- Activity 1 -
Using the passage on the Midfield Terminal, answer each question below, marking your answers (a), (b) and (c).
(a) Which firm designed the general exterior of the terminal?
(b) On what date was the new terminal first due to open?
(c) How many Airbus A380-type aircraft can the terminal handle?
- Activity 2 -
Carry the passage on the Midfield Terminal further, writing on from its final sentence.

--- Selected extract ---

After several delays, development work started on a new passenger terminal, which was to be situated between the two runways and then known as the Midfield Terminal. The Midfield Terminal has increased the airport's passenger capacity to more than 45 million per year, with options for this to double in capacity to 60 million. An additional facility is under consideration that would take the capacity to 80 million. The new facility covers a floor area of over 780000 m2, making it one of the largest airport terminal buildings in the world. It is capable of handling 79 Airbus A380-type aircraft and 11,000 passengers at peak hours. Equipped with modern and advanced facilities, it also has biometric technology to enable the screening and boarding processes to proceed faster. It has 35,000 square metres of retail and commercial space and 163 outlets. The general exterior of the terminal was designed by international architecture firm, Kohn Pedersen Fox Associates.

The new terminal was due to open on 7 July 2017, then pushed back to early 2019 in time for the 2019 Special Olympics, then delayed again until the final quarter of 2019. Due to the COVID-19 pandemic, the opening date was pushed back to sometime in mid-to-late 2021; then, on 5 July 2021, a major construction contract was cancelled. The contract was with a consortium which comprises United Arab Emirates-based Arabtec, Turkey's TAV Insaat and Athens-based Consolidated Contractors Company (CCC), with Abu Dhabi-headquartered Trojan, had been awarded the contract to finish the terminal's construction instead.

--- Record set ---

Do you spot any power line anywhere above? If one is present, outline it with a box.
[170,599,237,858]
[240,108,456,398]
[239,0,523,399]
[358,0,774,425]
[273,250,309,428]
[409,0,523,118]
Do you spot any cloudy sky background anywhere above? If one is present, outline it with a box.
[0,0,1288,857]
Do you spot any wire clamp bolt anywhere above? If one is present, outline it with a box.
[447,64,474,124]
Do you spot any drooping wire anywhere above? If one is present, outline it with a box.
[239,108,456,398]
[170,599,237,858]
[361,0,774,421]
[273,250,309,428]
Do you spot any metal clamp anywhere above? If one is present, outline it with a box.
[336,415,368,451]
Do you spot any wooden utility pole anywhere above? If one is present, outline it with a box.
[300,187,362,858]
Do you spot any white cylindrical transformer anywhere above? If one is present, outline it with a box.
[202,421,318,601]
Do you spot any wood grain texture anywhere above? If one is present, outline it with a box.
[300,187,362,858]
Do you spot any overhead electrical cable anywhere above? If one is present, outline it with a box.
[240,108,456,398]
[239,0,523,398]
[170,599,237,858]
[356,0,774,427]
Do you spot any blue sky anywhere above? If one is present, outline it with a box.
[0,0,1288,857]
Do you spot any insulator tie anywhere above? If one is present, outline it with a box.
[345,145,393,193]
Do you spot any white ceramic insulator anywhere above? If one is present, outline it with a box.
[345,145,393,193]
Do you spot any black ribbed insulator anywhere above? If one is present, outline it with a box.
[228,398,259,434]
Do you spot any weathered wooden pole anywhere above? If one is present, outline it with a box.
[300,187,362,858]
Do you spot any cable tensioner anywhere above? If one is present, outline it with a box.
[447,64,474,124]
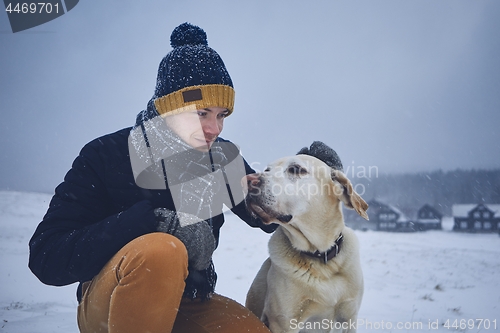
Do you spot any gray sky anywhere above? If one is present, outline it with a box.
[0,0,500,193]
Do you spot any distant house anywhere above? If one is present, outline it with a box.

---
--- Record set ---

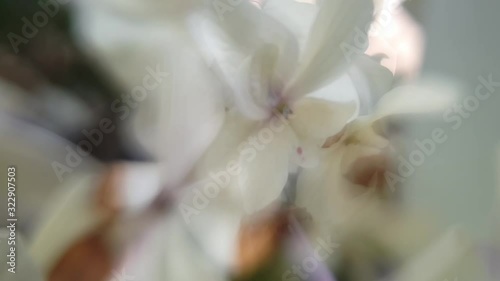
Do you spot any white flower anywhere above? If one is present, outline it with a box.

---

- Your response 1 -
(a) Kohn Pedersen Fox Associates
(b) 7 July 2017
(c) 79

- Your response 2 -
In early 2023, it was reported that the Midfield Terminal would open by the end of 2023. On 31 August 2023, Abu Dhabi Airports announced that the new terminal, now named Terminal A, would open in 'early November' the same year. It was also reported that Etihad Airways, the main carrier based in the airport, would move its operations to the new terminal once opened, alongside other airlines based in Abu Dhabi, including Air Arabia Abu Dhabi and Wizz Air Abu Dhabi.

A scene in the film Mission: Impossible – Dead Reckoning Part One was filmed at the terminal before it officially opened.

On 31 October 2023, the terminal was officially opened. All operating airlines shifted their operations gradually to the new terminal from the former three terminals. Etihad operated the first flight from the terminal on 31 October. Wizz Air Abu Dhabi and 15 other international airlines started to operate to and from the new terminal on 1 November. From 9 November, Etihad Airways operated 16 daily flights before completing its transition to this terminal on 14 November, together with Air Arabia Abu Dhabi and ten other airlines. From 14 November onwards, all airlines began operating from Terminal A.

As part of the construction of the new terminal various biometric systems were installed. In July 2024 the airport inaugurated the "Smart Travel" project, which uses biometric data collected on arrival to the UAE to validate the identities of passengers at the stations, circumventing the need to check tickets and travel documents. It was first launched on some flights, mainly those operated by Etihad, and it is planned to be extended across the airport by 2025.

===Former terminals===

The airport formerly consisted of three terminals from different periods which had been significantly expanded over time. They were replaced by the new Terminal A in early 2024.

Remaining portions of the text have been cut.